[Data records]
***
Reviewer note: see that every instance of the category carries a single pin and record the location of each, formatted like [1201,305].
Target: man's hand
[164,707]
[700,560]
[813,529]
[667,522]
***
§ **PROBLEM**
Every entry above should be given again exactly as shown.

§ **REPLY**
Reviewer note: see that every instance of the category carries a single pin and record the location of each, formatted like [1201,305].
Target: man's hand
[164,707]
[700,560]
[813,529]
[667,522]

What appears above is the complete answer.